* Problem to work on
Reproduce every record below exactly, without the pictures.

* Record excerpts
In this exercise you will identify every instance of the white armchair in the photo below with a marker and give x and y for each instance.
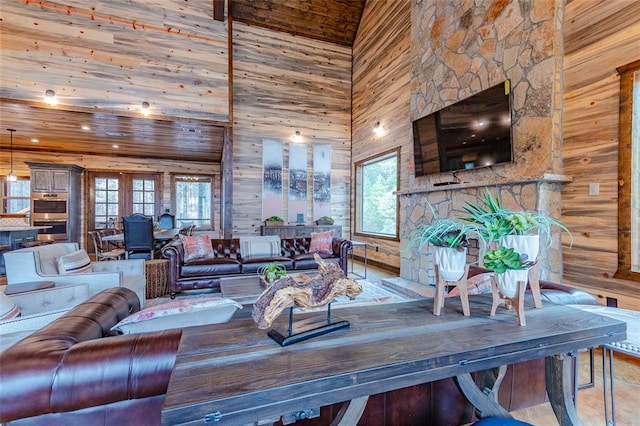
(41, 264)
(37, 309)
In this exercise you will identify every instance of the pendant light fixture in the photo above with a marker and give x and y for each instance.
(11, 177)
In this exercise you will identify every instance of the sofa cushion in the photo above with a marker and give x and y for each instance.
(197, 247)
(77, 262)
(8, 307)
(218, 266)
(181, 312)
(321, 242)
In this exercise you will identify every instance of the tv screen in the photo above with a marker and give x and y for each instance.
(472, 133)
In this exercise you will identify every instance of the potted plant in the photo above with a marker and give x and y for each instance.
(450, 238)
(272, 271)
(324, 220)
(509, 267)
(274, 221)
(521, 230)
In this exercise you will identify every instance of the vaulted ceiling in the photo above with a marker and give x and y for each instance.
(334, 21)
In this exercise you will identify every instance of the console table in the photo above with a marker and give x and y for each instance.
(289, 231)
(233, 373)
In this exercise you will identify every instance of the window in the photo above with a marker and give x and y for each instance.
(106, 206)
(144, 197)
(376, 200)
(15, 196)
(193, 195)
(629, 174)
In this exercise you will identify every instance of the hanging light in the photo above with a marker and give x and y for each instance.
(11, 177)
(378, 129)
(145, 108)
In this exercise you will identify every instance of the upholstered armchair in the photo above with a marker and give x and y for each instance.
(41, 264)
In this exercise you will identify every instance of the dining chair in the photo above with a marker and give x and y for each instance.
(138, 236)
(100, 251)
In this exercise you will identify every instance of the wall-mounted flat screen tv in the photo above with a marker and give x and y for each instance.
(472, 133)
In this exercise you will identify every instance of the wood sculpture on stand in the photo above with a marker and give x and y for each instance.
(305, 292)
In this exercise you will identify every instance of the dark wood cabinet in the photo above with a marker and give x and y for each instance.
(43, 180)
(288, 231)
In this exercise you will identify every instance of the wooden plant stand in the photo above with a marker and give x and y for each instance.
(441, 285)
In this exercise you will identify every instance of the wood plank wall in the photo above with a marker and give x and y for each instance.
(381, 92)
(283, 84)
(599, 37)
(113, 54)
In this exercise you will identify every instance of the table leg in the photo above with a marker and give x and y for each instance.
(558, 374)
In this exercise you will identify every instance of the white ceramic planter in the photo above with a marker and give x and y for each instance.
(451, 262)
(523, 244)
(508, 281)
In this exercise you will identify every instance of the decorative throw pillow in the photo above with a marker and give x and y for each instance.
(321, 242)
(193, 311)
(267, 246)
(197, 247)
(77, 262)
(8, 307)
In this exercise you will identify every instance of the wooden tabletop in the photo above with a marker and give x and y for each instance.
(235, 374)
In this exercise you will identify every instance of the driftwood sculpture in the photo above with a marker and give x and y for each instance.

* Exercise output
In this exercise you will identify every instance of the white armchair in the photo below with a marker and give x and y for each instance.
(41, 264)
(37, 309)
In this exercise you will identify every instance of the pendant light fixture in the photo above with a marker and give x and y for each instance.
(11, 177)
In this exercise you will identify every instance of the sofa cushion in the photo above with a marker and give x and y for each instance.
(197, 247)
(77, 262)
(8, 307)
(218, 266)
(181, 312)
(321, 242)
In this exercise you will identify every instance of the tv screen in the photo above with a marker and give x and y for each instance.
(472, 133)
In this exercise you will identify every instance of the potted plant in the photo above with a marker and give x and y for each instance.
(450, 238)
(272, 271)
(324, 220)
(509, 267)
(274, 221)
(521, 230)
In this exercise you will identify every instance of the vaulted ceiling in the photo above with a marker and give x and y for each instance.
(334, 21)
In this exercise you will identify every instance of the console table in the photo above with a marker and give x and y for each instance.
(289, 231)
(233, 373)
In this exercise you will identify every instance of the window in the photo above with a marker and give x and y for each instance.
(106, 206)
(144, 197)
(376, 200)
(15, 196)
(193, 195)
(629, 174)
In this exercise you will identify every instance of the hanging light in the photo above with a marker and give x and y for each instance.
(11, 177)
(378, 129)
(145, 108)
In this exercise you will identify every instance of the upholstered armchair in the photo above with a marker and give x and y for each instance.
(41, 264)
In this exercise you will identify every instance of the dining chair in the photo above with a marker and give x and y for each instance.
(138, 236)
(100, 251)
In this exercise you will identify every instance of the wall-mounted flat screen tv in the photo above with a marker and give x and y for each instance.
(472, 133)
In this exercise you will identify every instance of the wood sculpture on stand in the photo above with a marker and give x and y for each instance.
(305, 292)
In this exercise you will identify every instance of the dark wood cabinet in the photo above with a marker and give x and y for each instance.
(43, 180)
(288, 231)
In this exercise you will identify every instance of the wooden plant stand in the photo above with a marker and give x and y for each instance.
(441, 285)
In this exercise you will identify every instance of the wood plank wall in the photo above with a marker and give x and y for each instance.
(381, 92)
(283, 84)
(599, 37)
(113, 54)
In this exercise you will identify every instance of the table leg in the photo above with a marker and give x and y for each instance.
(558, 374)
In this exercise you will identify every instance of the white ceramic planter in the photo above with a marker and give x and y for each instance.
(451, 262)
(523, 244)
(508, 281)
In this exercise you will identify every instance of the decorative throw pillow in the photo above with a marker and give x and y for each instance.
(321, 242)
(193, 311)
(267, 246)
(197, 247)
(77, 262)
(8, 307)
In this exercise you will identify every instance of the wooden tabletop in the photo above with a marker and give x and y for each instance.
(235, 374)
In this exercise you will identify every instance of the driftwood sculpture in the photo above with a marker and give x and y for each instance.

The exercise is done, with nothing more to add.